• REQUIRED ACTION: Give the number of lines in the data below containing the word "yellow", with no other text.

Dataset entries
╭──
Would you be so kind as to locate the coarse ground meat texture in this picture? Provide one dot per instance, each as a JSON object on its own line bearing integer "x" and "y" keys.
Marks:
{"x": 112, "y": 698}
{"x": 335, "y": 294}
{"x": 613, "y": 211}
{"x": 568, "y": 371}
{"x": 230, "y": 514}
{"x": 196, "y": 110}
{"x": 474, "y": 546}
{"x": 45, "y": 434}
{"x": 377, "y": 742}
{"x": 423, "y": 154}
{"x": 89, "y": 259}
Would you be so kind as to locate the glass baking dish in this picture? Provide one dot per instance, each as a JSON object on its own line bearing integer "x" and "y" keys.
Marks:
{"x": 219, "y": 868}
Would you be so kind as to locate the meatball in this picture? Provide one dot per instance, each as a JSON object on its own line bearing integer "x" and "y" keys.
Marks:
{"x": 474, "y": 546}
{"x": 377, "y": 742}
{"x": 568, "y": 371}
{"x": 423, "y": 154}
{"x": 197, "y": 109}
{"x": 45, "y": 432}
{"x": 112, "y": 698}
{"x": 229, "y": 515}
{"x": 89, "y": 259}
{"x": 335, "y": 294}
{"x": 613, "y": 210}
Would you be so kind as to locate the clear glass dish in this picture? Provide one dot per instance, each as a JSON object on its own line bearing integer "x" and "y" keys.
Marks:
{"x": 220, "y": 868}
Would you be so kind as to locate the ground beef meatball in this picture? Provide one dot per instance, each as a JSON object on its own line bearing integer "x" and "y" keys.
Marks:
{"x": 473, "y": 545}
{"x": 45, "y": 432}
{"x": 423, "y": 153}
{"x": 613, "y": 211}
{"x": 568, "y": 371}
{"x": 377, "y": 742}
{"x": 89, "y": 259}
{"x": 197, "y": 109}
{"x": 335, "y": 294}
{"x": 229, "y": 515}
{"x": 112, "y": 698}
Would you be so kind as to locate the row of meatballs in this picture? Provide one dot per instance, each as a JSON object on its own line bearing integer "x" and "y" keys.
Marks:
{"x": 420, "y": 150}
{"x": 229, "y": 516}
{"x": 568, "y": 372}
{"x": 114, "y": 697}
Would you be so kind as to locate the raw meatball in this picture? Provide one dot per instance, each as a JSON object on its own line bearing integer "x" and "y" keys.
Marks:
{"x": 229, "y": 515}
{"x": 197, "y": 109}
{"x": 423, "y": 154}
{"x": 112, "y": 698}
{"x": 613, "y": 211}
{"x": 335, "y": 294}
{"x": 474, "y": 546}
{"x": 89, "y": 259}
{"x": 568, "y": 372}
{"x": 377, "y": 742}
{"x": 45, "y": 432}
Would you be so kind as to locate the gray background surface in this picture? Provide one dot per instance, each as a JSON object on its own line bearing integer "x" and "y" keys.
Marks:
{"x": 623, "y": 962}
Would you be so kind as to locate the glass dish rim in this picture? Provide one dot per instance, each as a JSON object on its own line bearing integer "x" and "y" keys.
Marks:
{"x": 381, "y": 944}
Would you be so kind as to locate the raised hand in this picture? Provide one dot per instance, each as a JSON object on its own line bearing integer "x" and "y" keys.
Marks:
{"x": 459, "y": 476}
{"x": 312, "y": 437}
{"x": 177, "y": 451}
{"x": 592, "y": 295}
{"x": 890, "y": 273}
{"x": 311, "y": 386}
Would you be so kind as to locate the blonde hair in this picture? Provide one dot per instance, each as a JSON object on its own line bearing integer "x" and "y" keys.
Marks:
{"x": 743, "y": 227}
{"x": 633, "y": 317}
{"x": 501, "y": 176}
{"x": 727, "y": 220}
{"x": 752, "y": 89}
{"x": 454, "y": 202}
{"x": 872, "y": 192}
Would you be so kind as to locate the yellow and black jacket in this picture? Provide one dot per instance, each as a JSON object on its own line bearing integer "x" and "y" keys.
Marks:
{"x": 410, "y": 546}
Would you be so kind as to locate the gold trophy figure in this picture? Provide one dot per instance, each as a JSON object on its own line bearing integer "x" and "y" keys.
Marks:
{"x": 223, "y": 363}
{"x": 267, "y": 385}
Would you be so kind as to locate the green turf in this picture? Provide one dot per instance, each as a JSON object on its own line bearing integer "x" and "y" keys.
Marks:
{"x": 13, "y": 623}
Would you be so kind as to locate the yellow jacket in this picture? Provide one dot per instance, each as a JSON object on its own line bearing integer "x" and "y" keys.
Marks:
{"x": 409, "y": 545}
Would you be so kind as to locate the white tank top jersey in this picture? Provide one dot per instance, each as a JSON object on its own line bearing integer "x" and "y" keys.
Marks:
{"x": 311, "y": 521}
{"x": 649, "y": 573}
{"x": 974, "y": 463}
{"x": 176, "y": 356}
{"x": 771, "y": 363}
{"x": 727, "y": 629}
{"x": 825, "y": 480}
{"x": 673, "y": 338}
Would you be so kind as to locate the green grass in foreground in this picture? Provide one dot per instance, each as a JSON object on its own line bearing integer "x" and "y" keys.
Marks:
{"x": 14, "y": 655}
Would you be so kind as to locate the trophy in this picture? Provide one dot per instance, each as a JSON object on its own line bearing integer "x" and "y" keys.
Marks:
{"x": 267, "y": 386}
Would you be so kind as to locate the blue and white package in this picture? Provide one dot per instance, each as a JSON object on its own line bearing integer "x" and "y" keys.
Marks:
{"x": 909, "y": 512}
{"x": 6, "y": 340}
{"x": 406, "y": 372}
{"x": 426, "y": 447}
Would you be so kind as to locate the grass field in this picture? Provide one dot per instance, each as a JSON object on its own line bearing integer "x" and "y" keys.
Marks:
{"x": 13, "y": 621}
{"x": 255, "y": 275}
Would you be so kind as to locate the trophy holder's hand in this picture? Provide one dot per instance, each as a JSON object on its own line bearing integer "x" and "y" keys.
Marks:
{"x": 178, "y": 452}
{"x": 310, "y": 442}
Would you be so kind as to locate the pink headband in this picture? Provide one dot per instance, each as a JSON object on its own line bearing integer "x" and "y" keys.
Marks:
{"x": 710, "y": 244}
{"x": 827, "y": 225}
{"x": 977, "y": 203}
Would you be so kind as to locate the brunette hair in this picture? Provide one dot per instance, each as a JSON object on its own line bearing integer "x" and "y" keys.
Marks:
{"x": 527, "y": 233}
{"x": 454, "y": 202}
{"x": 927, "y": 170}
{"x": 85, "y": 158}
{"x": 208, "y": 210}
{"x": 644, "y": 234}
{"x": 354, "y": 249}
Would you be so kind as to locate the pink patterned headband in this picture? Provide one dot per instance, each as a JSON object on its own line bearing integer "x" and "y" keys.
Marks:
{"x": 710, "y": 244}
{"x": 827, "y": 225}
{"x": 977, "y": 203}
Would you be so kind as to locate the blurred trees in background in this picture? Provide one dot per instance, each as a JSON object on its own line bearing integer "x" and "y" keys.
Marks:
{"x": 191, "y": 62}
╰──
• EXERCISE ANSWER: 2